TEXT FOR ANALYSIS
▶

The Howitt family’s life in the inner city in pre-goldrush times

Cheryl Griffin’s latest article in CBD News has just been published – all about of a little ramshackle house that could have been found in Spring Street for over 50 after it was built in 1840.

When Godfrey Howitt, his brother Richard and other members of their family, decided to settle in Port Phillip in April 1840, Godfrey and Richard brought a home and that is what you see here.

His prefabricated wooden cottage fronted Spring St in the south-east corner of the CBD and his land, bought in June 1840, ran from Collins St to Flinders Lane. As well as this cottage, Howitt had a large garden, well known to early Melburnians. A practical man, he had thought ahead and brought with him seeds and fruit trees so he could establish a productive garden. The garden was a great success and here he grew delicious melons, figs and grapes, among other things.

◀

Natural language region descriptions

▶

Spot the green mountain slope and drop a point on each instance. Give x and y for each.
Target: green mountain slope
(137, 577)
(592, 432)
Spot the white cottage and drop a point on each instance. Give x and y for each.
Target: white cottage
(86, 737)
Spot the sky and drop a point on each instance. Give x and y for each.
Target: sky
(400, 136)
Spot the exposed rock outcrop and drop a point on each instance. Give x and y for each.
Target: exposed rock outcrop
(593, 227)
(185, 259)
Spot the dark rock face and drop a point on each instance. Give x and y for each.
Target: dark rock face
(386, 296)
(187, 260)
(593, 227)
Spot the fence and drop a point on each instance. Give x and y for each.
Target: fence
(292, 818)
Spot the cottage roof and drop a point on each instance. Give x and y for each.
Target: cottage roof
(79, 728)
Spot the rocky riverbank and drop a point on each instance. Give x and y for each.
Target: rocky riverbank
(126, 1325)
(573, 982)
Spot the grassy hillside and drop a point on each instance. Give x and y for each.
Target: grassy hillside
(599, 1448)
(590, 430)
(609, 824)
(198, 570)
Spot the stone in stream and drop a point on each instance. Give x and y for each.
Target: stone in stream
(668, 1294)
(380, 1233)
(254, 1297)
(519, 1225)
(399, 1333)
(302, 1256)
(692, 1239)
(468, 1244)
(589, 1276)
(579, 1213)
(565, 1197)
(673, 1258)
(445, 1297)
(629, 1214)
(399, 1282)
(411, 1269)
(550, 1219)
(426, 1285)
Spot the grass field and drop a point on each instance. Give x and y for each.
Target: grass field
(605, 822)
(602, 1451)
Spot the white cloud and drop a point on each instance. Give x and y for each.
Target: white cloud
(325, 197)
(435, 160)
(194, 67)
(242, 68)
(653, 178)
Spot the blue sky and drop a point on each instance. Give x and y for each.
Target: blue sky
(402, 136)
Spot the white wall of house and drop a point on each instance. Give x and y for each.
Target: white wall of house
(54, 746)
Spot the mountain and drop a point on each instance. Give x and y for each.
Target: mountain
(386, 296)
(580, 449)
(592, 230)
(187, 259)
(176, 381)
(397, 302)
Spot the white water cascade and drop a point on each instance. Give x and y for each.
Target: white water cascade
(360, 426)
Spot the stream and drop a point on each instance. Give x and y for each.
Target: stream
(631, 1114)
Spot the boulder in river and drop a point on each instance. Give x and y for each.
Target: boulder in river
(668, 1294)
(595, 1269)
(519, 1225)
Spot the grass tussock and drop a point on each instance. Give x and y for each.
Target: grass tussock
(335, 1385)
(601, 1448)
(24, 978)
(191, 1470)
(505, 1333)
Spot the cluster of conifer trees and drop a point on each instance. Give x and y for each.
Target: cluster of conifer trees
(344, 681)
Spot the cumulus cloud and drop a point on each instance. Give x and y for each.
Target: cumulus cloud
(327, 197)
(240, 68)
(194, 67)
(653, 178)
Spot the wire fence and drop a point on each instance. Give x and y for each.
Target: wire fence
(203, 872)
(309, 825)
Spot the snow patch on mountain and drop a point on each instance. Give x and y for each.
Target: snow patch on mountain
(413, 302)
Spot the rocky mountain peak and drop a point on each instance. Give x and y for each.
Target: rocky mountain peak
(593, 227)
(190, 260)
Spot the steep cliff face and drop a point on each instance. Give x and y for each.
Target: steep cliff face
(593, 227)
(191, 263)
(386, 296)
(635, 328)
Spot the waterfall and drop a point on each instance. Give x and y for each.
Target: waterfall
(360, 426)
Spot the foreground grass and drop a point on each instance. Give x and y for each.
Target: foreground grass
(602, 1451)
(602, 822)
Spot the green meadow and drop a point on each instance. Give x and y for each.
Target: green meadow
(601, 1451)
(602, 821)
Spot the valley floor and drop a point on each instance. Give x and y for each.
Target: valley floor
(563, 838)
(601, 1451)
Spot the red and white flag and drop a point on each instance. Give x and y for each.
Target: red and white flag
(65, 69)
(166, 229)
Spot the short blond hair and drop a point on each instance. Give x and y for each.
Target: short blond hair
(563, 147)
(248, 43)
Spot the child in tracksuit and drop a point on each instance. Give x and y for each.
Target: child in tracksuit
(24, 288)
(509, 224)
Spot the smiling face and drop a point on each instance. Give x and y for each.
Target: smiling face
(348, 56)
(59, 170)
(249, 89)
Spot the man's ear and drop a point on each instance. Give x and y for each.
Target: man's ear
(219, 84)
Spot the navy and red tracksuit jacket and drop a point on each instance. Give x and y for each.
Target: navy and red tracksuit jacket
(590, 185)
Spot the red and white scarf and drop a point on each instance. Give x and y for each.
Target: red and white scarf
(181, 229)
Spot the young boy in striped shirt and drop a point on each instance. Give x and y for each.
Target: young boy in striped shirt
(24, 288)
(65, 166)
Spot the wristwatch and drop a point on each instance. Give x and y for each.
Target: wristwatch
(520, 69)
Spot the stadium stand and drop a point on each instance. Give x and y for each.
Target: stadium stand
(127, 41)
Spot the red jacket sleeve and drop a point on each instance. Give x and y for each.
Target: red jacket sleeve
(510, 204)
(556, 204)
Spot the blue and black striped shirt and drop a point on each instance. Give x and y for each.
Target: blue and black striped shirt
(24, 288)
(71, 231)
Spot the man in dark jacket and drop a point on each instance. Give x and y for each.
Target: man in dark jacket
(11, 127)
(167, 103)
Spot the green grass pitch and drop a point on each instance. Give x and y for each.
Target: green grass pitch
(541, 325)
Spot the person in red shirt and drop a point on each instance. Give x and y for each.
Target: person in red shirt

◀

TASK INSTRUCTIONS
[1] Answer these questions from the text on the Howitt family:
(a) In what month and year did the Howitt family decide to settle in Port Phillip?
(b) Between which two streets did Howitt's land run?
(c) Which three things grown in Howitt's garden does the text name?
[2] Say whether each statement agrees with the text on the Howitt family, and quote the words that decide it:
(a) Howitt's cottage was built of brick.
(b) Howitt bought his land in June 1840.
(c) Howitt obtained his seeds and fruit trees after arriving in Port Phillip.
[3] Resume the text on the Howitt family after its last sentence.
The data is separate material with no connection to the text on the Howitt family.

RESPONSES IN ORDER
[1]
(a) April 1840
(b) Collins St and Flinders Lane
(c) Melons, figs and grapes

[2]
(a) No: "His prefabricated wooden cottage fronted Spring St"
(b) Yes: "his land, bought in June 1840"
(c) No: "he had thought ahead and brought with him seeds and fruit trees"

[3]
Howitt was 40 years old when he arrived in Melbourne and already had an established medical career. He had been a physician at the Nottingham General Hospital and in Melbourne was associated with a number of medical concerns including the Melbourne Hospital and the Benevolent Asylum. Like his brothers, who also came to Victoria, he had wide-ranging scientific and philosophical interests and he was well regarded as a botanist and entomologist. From a Quaker background, he was a philanthropist, too, often working for no fee and leaving his natural history collection and library to the Melbourne Museum and establishing scholarships in Natural History at the University of Melbourne.